Would you output the following records verbatim and skip the images in them?

> [Source material]

= Beginning of Section =

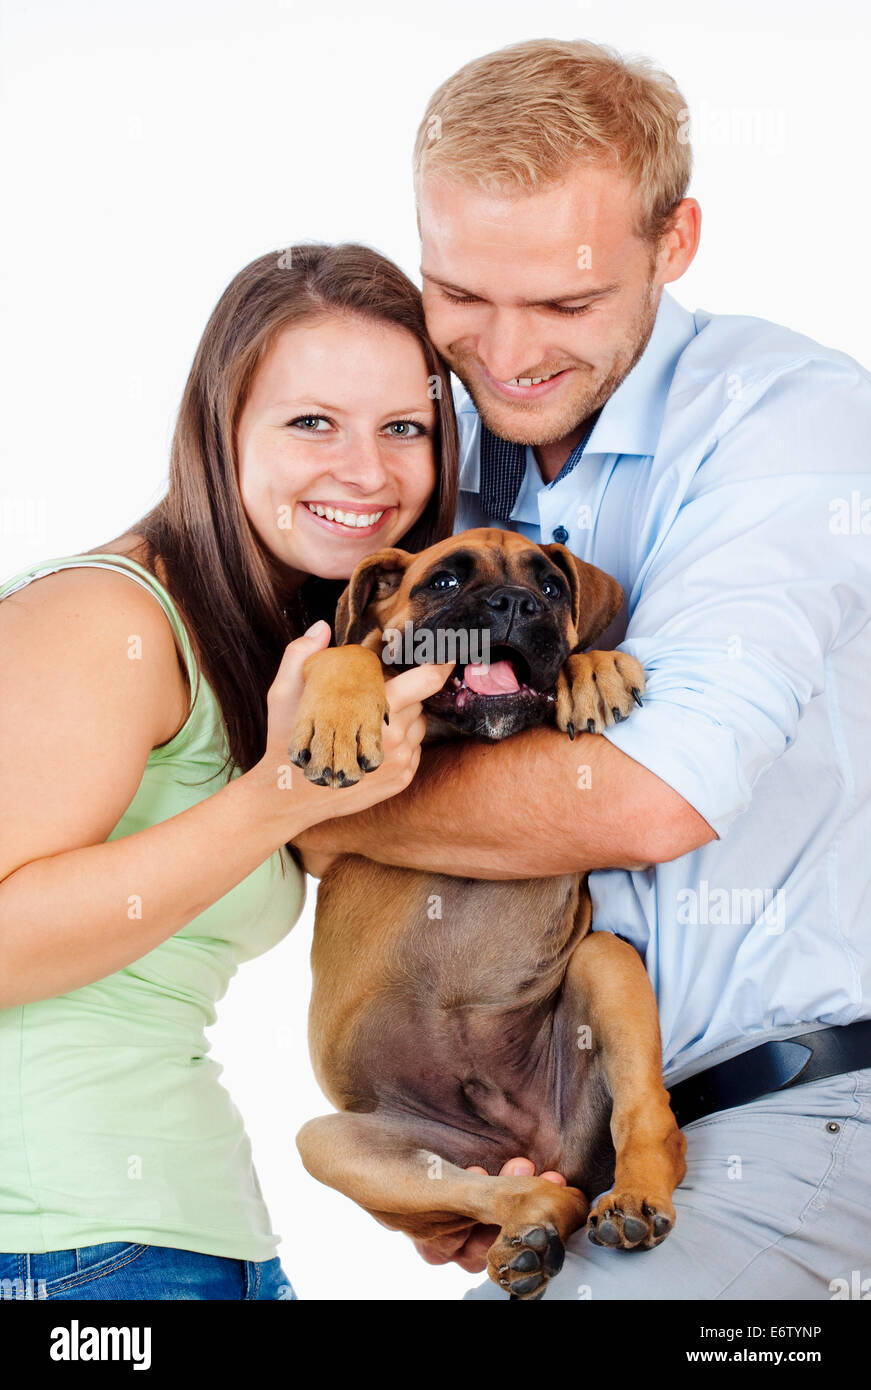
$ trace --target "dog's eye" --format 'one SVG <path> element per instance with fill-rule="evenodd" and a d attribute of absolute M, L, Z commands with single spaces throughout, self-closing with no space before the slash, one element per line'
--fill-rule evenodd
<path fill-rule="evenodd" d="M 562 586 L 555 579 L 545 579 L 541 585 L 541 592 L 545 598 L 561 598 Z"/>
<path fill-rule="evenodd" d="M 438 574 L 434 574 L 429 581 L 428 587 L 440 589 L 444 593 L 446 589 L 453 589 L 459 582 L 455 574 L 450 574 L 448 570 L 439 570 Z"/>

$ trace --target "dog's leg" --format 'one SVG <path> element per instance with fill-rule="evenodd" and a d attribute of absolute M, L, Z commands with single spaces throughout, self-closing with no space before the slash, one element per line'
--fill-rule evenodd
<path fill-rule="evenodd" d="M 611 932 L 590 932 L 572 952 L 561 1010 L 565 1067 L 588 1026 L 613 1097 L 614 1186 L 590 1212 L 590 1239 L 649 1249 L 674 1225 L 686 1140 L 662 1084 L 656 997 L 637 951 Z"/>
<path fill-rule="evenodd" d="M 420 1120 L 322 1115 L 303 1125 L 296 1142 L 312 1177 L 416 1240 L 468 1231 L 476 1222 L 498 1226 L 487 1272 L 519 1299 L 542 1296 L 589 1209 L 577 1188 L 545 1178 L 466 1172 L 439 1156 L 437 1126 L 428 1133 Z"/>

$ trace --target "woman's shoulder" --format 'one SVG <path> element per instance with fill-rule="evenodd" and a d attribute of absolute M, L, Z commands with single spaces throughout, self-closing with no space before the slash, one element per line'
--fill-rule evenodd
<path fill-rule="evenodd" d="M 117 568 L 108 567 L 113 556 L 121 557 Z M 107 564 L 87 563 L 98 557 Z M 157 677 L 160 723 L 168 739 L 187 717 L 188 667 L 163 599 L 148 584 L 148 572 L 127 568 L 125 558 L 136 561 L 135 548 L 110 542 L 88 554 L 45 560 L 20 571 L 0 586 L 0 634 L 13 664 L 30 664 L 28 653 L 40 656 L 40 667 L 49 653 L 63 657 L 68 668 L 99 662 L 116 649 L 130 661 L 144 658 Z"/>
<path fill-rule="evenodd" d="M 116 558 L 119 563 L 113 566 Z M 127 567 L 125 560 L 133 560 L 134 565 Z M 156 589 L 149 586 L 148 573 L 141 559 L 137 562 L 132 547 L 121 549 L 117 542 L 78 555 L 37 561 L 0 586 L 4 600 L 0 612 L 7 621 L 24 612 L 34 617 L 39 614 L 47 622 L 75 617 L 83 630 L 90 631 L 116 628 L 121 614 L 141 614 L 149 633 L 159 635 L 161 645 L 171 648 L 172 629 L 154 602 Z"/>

= End of Section =

> [Written response]
$ trace --target "dog's eye" --format 'one SVG <path> element per instance with fill-rule="evenodd" and a d attribute of absolute M, L, Z commands with single spaces throughout, self-closing with no space before the slash, one element per line'
--fill-rule evenodd
<path fill-rule="evenodd" d="M 562 586 L 555 579 L 545 579 L 541 585 L 541 592 L 545 598 L 561 598 Z"/>
<path fill-rule="evenodd" d="M 438 574 L 434 574 L 429 581 L 428 587 L 440 589 L 444 593 L 446 589 L 453 589 L 459 582 L 455 574 L 450 574 L 448 570 L 439 570 Z"/>

$ trace --target "dog's leg" --format 'one SVG <path> element per instance with fill-rule="evenodd" and a d attribute of absolute M, L, Z commands with single spaces throughout, self-closing with no space before the slash, one element per line'
--fill-rule evenodd
<path fill-rule="evenodd" d="M 611 932 L 590 932 L 572 952 L 561 1010 L 565 1067 L 588 1026 L 613 1097 L 614 1186 L 590 1212 L 590 1239 L 649 1249 L 674 1225 L 686 1140 L 662 1084 L 656 997 L 637 951 Z"/>
<path fill-rule="evenodd" d="M 420 1120 L 322 1115 L 303 1125 L 296 1142 L 312 1177 L 416 1240 L 468 1231 L 476 1222 L 498 1226 L 487 1272 L 519 1299 L 542 1296 L 589 1209 L 577 1188 L 545 1178 L 466 1172 L 439 1156 L 437 1126 L 428 1133 Z"/>

$ trace --target "woman's shoulder" --format 'one SVG <path> element per instance with fill-rule="evenodd" and a d attribute of absolute M, L, Z commands with single spaces throughout, self-closing with no space before the slash, one element per line'
--fill-rule evenodd
<path fill-rule="evenodd" d="M 117 568 L 108 567 L 113 556 L 121 557 Z M 107 564 L 87 563 L 98 557 Z M 157 677 L 160 723 L 168 739 L 187 717 L 188 667 L 163 599 L 148 584 L 148 572 L 127 568 L 125 558 L 136 561 L 135 548 L 110 542 L 88 554 L 45 560 L 20 571 L 0 586 L 0 634 L 13 664 L 30 664 L 28 653 L 40 656 L 40 667 L 49 653 L 63 657 L 68 668 L 99 662 L 116 649 L 130 661 L 144 658 Z"/>
<path fill-rule="evenodd" d="M 116 558 L 119 563 L 113 566 Z M 127 567 L 125 560 L 133 560 L 134 565 Z M 156 589 L 149 586 L 148 573 L 141 559 L 137 562 L 132 547 L 121 549 L 117 542 L 78 555 L 37 561 L 0 586 L 4 600 L 0 612 L 7 621 L 24 612 L 34 617 L 39 614 L 47 622 L 75 617 L 83 630 L 90 631 L 116 628 L 121 614 L 141 614 L 149 633 L 159 635 L 161 645 L 171 648 L 172 629 L 154 602 Z"/>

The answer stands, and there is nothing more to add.